(REQUEST 1): List every year the Veteran's Day text mentions.
(REQUEST 2): According to the Veteran's Day text, who campaigned for the day to honor the veterans of all wars?
(REQUEST 3): Summarize the Veteran's Day text in two sentences.

(TEXT SHOWN):
Veteran's Day, a US national holiday, commorates the end of the First World War and pays tribute to all Americans who served in the country's armed forces. 

When did it start?

The state and federal holiday, often confused with Memorial Day, dates back to World War I. Just before the war ended there was a ceasefire between the Allied forces and Germany before the 11th hour of the 11th month. Congress eventually passed a law creating the holiday in 1926 and it became a national holiday in 1938. Years later, in 1954, President Eisenhower changed the name to Veteran's Day.

Why is it not called Armistice Day? 

It was originally known by this name in the US, just as it still is in the UK and other countries.  It was dedicated to the troops who died in the First World War. However, after the Second World War, a veteran of that conflict, Raymond Weeks, campaigned for the day to be expanded to honour the veterans of all wars. 

In 1954, Congress amended the wording to reflect the growing desire to honour all soldiers and former soldiers. The name stuck. 

Who is off?

The US Postal Service along with all state and federal offices will be closed on Friday. Most schools will also be closed for the holiday.

The annual Veteran’s Day parade is expected to draw 500,000 attendees to 5th Avenue in Manhattan on Friday as many New Yorkers mourn the results of the presidential election - more than 79 percent of residents voted for Hillary Clinton.

(RECORDED INFORMATION):
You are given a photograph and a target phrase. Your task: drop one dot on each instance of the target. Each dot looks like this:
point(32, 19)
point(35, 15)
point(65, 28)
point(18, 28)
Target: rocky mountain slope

(TASK RESPONSE 1): 1926, 1938, 1954

(TASK RESPONSE 2): Raymond Weeks, a veteran of the Second World War.

(TASK RESPONSE 3): Veteran's Day, a US holiday that dates back to World War I, was first known as Armistice Day and honored the troops who died in that war. After a campaign by Second World War veteran Raymond Weeks, Congress changed the wording in 1954 to honor all soldiers and former soldiers, and the text notes that postal, state and federal offices and most schools close for the holiday.